## [Short exercise]
Pull out every line in the entries below that contains the word "fence", and copy each one in full.

--- BEGIN Records supplied ---

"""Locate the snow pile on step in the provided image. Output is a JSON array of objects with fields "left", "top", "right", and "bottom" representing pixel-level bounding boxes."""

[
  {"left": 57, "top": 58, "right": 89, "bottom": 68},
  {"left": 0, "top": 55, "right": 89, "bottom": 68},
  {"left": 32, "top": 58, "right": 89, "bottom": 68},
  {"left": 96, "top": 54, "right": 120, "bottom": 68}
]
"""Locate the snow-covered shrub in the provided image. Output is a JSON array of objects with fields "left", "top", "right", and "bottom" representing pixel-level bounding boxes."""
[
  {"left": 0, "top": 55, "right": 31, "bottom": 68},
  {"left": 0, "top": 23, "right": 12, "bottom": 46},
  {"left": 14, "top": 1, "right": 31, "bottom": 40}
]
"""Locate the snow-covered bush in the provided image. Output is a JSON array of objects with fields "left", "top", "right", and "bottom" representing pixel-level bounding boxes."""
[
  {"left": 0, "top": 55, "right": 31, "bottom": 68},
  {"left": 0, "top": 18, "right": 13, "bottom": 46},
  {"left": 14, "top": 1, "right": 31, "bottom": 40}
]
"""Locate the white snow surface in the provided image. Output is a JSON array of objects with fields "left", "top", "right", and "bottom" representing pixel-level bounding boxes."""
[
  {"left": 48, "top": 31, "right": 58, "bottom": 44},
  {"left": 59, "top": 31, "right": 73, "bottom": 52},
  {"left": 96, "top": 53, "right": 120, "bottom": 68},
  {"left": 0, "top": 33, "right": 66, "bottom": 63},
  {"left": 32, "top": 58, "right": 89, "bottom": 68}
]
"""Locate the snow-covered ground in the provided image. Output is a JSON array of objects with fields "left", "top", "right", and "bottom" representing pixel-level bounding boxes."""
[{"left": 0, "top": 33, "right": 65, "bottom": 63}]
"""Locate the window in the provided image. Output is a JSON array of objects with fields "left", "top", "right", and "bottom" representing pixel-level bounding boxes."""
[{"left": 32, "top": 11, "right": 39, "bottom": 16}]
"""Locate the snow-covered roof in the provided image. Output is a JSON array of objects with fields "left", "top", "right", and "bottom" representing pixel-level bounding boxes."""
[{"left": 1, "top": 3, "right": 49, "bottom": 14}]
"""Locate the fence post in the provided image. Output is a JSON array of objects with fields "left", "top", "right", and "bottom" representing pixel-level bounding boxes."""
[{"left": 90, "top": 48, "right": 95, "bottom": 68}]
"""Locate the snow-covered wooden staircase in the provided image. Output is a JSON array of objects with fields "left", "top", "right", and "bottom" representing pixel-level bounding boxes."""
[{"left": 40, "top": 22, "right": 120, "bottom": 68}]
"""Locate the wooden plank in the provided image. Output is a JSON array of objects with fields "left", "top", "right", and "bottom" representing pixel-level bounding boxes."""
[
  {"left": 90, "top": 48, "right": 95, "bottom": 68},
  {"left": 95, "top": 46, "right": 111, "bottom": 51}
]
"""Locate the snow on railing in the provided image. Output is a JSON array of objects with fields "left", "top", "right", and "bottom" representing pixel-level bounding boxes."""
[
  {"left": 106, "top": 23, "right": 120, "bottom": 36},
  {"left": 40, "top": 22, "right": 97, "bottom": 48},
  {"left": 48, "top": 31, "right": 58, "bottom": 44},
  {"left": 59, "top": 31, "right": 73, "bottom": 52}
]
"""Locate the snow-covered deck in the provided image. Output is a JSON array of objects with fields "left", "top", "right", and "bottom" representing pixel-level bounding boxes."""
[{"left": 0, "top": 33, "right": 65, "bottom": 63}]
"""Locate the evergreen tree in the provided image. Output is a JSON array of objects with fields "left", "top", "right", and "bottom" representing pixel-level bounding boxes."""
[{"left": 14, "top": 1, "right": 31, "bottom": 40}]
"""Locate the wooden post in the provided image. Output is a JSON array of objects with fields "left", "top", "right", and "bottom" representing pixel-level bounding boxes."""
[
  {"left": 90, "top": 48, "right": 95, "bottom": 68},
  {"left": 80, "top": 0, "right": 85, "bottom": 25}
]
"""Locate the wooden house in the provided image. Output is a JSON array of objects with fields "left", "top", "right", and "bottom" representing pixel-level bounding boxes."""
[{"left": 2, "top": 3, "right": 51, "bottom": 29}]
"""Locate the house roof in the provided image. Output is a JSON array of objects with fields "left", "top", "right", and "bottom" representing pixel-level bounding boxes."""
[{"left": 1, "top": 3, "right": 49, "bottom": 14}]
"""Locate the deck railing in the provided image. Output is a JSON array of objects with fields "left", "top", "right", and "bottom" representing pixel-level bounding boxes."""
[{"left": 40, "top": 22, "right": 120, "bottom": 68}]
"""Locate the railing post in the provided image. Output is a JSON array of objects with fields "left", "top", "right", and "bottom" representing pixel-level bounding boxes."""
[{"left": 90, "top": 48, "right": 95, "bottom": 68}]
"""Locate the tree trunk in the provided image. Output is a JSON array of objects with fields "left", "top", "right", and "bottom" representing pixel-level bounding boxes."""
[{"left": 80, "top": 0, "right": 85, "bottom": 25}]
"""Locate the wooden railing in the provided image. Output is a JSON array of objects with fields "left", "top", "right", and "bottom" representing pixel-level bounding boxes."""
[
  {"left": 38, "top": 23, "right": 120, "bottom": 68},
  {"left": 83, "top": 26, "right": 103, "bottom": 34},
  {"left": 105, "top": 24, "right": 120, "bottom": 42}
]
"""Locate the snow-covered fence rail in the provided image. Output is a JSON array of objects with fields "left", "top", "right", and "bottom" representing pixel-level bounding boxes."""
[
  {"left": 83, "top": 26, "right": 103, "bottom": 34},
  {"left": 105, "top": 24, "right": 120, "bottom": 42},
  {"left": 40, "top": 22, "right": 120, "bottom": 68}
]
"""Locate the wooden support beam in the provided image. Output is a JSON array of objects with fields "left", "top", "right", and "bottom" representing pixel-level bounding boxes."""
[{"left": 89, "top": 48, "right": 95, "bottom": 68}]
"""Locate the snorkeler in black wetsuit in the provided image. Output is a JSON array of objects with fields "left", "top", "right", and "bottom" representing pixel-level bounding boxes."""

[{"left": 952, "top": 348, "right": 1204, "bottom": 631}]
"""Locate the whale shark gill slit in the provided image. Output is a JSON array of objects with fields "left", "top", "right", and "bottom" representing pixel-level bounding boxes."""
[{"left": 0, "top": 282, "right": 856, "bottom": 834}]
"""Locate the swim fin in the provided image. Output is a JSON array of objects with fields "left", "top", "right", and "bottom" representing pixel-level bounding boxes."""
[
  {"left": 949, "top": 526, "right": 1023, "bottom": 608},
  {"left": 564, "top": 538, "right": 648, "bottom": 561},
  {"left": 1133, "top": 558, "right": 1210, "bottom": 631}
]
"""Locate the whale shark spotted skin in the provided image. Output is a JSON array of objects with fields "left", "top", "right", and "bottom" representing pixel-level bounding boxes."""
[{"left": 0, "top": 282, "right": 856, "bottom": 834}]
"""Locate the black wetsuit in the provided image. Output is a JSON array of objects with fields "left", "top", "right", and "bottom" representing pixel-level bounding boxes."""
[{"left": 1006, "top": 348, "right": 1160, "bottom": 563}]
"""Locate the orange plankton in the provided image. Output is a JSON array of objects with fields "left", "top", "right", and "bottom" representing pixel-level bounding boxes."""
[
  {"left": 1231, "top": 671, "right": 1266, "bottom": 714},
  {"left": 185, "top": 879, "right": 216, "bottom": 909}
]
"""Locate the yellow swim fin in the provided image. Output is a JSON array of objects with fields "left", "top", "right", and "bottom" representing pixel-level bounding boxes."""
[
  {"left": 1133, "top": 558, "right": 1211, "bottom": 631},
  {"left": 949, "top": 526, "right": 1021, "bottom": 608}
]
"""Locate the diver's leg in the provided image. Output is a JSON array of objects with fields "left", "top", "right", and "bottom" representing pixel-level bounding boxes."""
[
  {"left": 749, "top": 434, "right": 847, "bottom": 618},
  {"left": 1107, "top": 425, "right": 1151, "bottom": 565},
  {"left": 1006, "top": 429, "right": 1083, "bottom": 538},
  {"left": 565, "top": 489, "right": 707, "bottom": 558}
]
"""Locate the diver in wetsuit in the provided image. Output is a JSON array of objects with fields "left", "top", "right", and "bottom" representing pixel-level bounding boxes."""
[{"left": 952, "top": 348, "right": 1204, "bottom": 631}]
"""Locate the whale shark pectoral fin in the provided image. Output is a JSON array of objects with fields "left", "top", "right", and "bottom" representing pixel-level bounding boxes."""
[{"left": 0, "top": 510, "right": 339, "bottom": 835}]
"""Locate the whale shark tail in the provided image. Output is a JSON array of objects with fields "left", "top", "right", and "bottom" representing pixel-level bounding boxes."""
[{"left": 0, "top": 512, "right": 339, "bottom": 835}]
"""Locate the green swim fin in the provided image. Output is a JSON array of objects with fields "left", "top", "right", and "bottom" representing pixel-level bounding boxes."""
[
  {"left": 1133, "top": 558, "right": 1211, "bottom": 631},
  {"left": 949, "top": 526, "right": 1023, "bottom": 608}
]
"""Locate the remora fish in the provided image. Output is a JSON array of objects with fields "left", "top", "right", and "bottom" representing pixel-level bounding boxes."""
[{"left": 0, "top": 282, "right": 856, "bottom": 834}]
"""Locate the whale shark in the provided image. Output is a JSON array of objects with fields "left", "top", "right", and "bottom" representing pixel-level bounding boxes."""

--- END Records supplied ---
--- BEGIN Records supplied ---

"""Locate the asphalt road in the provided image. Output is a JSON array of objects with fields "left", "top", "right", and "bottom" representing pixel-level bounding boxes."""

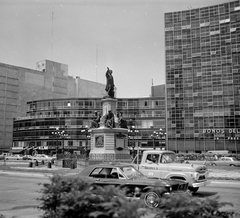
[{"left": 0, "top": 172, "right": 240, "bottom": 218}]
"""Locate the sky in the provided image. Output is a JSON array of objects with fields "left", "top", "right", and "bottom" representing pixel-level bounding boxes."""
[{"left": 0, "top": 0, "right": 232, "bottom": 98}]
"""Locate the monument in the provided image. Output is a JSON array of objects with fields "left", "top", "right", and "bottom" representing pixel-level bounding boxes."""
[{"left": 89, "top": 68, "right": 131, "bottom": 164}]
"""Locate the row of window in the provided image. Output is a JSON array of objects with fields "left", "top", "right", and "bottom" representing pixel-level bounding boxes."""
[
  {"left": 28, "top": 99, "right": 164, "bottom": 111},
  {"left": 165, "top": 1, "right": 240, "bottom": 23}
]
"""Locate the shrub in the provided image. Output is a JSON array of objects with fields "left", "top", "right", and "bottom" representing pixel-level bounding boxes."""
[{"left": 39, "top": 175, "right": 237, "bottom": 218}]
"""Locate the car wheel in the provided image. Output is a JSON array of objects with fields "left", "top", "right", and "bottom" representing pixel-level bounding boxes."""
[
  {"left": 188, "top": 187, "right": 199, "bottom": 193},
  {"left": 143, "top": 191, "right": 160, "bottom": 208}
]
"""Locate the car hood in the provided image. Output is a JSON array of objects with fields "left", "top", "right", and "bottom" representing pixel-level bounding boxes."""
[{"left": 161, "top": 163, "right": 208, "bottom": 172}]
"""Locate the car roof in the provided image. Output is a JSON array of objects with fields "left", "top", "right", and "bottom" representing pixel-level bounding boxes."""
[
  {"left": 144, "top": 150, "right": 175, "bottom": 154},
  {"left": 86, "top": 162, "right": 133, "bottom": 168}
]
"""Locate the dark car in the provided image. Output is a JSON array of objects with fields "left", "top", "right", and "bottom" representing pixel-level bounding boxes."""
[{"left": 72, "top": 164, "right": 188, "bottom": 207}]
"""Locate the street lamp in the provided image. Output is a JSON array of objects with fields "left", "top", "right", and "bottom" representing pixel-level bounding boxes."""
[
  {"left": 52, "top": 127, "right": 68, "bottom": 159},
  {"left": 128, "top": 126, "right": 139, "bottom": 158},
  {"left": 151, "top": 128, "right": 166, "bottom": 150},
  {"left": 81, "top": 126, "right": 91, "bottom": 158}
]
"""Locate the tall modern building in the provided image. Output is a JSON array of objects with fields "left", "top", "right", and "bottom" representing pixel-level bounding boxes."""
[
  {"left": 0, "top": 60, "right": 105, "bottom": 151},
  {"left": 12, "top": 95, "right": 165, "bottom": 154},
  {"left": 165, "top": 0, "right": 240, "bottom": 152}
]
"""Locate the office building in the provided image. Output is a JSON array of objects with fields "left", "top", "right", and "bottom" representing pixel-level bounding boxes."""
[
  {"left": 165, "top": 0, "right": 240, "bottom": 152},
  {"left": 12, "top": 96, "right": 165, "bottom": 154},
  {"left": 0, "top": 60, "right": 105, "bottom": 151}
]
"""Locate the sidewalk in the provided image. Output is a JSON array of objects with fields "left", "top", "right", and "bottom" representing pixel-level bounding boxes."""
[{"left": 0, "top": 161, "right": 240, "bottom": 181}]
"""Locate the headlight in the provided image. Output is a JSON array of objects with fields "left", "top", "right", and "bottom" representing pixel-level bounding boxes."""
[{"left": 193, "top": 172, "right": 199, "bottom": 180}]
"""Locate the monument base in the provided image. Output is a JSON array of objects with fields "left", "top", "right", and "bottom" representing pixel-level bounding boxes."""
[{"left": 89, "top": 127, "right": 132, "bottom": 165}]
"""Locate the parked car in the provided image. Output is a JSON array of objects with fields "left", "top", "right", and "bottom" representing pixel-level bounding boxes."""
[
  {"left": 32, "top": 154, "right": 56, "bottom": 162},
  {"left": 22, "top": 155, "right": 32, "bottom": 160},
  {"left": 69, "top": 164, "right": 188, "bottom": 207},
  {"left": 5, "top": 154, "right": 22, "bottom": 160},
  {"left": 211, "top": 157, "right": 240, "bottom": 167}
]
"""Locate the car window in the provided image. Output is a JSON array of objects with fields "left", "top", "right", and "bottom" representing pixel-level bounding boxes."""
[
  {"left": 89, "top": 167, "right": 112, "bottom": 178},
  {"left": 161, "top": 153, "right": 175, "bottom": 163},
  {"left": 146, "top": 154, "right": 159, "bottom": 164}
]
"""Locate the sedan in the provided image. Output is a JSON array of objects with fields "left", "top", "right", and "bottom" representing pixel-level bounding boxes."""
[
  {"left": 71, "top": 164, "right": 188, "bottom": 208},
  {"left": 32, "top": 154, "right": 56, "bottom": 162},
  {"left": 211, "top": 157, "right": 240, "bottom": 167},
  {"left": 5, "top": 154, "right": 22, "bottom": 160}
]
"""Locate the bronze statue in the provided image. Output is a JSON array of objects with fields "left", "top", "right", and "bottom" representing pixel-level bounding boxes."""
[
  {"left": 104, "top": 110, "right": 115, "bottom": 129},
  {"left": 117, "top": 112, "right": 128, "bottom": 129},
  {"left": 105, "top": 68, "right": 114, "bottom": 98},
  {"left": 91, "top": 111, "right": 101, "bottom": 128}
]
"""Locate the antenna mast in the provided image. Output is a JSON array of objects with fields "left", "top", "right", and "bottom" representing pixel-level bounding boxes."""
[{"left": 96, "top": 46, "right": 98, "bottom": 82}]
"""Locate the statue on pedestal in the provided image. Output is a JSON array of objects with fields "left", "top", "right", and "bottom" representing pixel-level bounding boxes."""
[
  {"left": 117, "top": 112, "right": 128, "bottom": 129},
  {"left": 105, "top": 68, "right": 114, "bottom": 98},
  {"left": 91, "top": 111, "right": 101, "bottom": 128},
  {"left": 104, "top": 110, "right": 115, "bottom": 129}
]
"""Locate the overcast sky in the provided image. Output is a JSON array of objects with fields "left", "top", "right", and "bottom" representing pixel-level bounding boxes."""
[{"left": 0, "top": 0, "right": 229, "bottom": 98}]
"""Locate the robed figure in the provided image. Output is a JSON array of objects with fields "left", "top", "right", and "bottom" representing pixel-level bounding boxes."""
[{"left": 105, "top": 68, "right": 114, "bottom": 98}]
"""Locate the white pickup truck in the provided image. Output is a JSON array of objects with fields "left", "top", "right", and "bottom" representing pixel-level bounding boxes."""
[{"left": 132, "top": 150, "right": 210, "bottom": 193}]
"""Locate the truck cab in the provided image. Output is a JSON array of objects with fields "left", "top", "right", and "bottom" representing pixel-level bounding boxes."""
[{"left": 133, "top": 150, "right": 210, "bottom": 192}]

--- END Records supplied ---

## [Task answer]
"""Locate the fence post in the provided image. Output is a JSON array of objects with fields "left", "top", "right", and "bottom" representing pixel-level bounding boxes."""
"""Locate the snow-covered fence rail in the provided image. Output is a JSON array of objects with fields "left", "top", "right", and "bottom" representing pixel-level bounding boxes."""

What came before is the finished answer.